Reproduce the entries below, substituting "leg of the horse" for every occurrence of "horse leg" and leaving all else unchanged.

[Records of labeled boxes]

§

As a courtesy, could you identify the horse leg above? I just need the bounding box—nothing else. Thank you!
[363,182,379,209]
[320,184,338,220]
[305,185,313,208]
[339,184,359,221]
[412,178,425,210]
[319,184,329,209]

§

• Reply to the exercise:
As a courtesy, could you identify the leg of the horse above? I just need the bounding box—nothing else. Thank you!
[363,182,379,209]
[320,184,338,220]
[305,185,313,208]
[339,184,359,221]
[412,178,425,210]
[319,184,329,209]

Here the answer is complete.